■ **SHORT TASK 1**:
Rewrite the listing from the line containing "Question 11: Identify the grass visible" through its last line, swapping "JSON layout" for "JSON format" and changing nothing else.
* Begin PROVIDED TEXT *
What's better than one Budget in a year? Two of them. Labor's Jim Chalmers will hand down his first Budget at 7:30pm AEDT. All the leaks so far suggest this will be a run-of-the-mill Labor budget. 

Investors will be watching for three major things:

  • Are there plans to shelve the Stage Three tax cuts? What will happen to the Low and Middle Income Tax Offset?
  • Labor has opened the door to place a $5 million limit on the amount people can accrue in superannuation. Will they go ahead?
  • And what could a housing "Future Fund" look like?

Those questions - and a few more - will be answered in primetime tonight. 


"We would argue that the RBA has consistently got housing market movements wildly wrong since 2013, when it failed to anticipate the huge housing boom that emerged following aggressive interest rate cuts."

There is no prize for guessing who wins our quote of the day - Christopher Joye of Coolabah Capital. Joye has penned a scorching piece on the RBA's housing forecasts (spoiler: They haven't been all that accurate) and how the assumptions haven't kept up with the reality of how interest rate hikes really affect Australian house prices. Forecasts are not a perfect science, but it is important to get the general magnitude and direction correct. Joye argues their faux-inverse RBA trade has worked out beautifully.


Source: (VIEW LINK)

If you read Joye's piece, then you'll know he referenced a 100+ page document which is now live on the Reserve Bank's website. The document is a collection of emails, presentations, and unreleased forecasts about the effect interest rate hikes would have on house prices.
* End PROVIDED TEXT *
* Begin EXERCISE DATA *
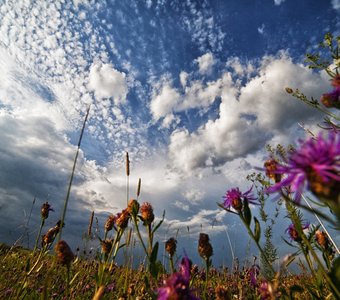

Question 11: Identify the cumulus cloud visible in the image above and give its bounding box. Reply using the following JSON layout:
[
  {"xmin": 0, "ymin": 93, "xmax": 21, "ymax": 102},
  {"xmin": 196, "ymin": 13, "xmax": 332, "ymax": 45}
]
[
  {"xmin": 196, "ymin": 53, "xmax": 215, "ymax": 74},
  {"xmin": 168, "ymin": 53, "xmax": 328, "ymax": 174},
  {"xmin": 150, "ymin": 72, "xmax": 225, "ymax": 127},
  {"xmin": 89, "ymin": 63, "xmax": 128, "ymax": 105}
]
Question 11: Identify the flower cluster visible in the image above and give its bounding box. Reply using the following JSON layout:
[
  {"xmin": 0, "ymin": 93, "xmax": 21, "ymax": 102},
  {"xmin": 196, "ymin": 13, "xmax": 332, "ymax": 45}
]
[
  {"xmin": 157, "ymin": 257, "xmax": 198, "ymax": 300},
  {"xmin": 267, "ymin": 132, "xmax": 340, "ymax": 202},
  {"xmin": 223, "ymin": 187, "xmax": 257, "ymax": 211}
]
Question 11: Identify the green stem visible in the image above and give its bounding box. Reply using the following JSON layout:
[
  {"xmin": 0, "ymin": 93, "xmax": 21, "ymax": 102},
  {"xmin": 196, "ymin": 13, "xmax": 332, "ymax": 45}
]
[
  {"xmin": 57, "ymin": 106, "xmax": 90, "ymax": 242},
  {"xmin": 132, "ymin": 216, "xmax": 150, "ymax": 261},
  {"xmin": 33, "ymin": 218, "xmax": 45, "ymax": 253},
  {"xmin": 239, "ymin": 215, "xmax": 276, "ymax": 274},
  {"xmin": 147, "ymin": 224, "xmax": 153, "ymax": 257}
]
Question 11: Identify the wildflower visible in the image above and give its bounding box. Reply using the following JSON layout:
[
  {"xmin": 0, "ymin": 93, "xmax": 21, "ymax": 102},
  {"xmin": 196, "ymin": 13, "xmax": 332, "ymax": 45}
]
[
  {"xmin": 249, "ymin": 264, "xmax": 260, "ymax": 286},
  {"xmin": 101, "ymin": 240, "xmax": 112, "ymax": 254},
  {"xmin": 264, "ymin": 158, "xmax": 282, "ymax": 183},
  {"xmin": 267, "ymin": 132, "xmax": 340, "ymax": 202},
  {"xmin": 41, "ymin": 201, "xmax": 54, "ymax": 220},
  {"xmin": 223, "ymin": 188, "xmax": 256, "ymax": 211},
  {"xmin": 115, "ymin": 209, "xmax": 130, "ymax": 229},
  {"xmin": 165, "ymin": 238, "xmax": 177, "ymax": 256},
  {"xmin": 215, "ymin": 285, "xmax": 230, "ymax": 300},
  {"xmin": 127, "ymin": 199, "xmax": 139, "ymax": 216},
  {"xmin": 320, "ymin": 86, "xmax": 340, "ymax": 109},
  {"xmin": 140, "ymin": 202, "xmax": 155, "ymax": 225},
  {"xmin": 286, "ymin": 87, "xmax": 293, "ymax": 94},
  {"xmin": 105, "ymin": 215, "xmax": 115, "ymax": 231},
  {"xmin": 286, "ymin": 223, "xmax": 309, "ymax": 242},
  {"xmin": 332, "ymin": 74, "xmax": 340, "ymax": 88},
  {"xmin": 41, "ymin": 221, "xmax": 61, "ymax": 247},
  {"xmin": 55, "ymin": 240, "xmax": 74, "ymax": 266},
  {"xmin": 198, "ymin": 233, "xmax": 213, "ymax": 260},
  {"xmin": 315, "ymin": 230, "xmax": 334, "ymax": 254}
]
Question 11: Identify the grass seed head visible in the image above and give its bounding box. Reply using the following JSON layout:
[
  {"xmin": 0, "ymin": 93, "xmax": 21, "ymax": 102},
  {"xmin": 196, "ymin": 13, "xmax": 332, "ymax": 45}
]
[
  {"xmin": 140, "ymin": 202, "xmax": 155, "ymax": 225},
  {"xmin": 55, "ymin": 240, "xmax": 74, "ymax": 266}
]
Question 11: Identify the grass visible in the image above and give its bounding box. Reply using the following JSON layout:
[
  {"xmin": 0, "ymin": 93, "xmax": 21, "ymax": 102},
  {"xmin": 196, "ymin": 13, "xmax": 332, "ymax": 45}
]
* End EXERCISE DATA *
■ **SHORT TASK 2**:
Using the budget preview text, answer yes or no to each statement below, and back each answer with the deciding words quoted from that text.
(a) Jim Chalmers will hand down his first Budget at 7:30pm AEDT.
(b) Labor has ruled out placing a $5 million limit on the amount people can accrue in superannuation.
(c) The document now live on the Reserve Bank's website runs to fewer than 50 pages.

■ **RESULT 1**:
Question 11: Identify the grass visible in the image above and give its bounding box. Reply using the following JSON format:
[
  {"xmin": 0, "ymin": 93, "xmax": 21, "ymax": 102},
  {"xmin": 196, "ymin": 13, "xmax": 332, "ymax": 45}
]

■ **RESULT 2**:
(a) Yes: "Labor's Jim Chalmers will hand down his first Budget at 7:30pm AEDT."
(b) No: "Labor has opened the door to place a $5 million limit on the amount people can accrue in superannuation."
(c) No: "he referenced a 100+ page document which is now live on the Reserve Bank's website."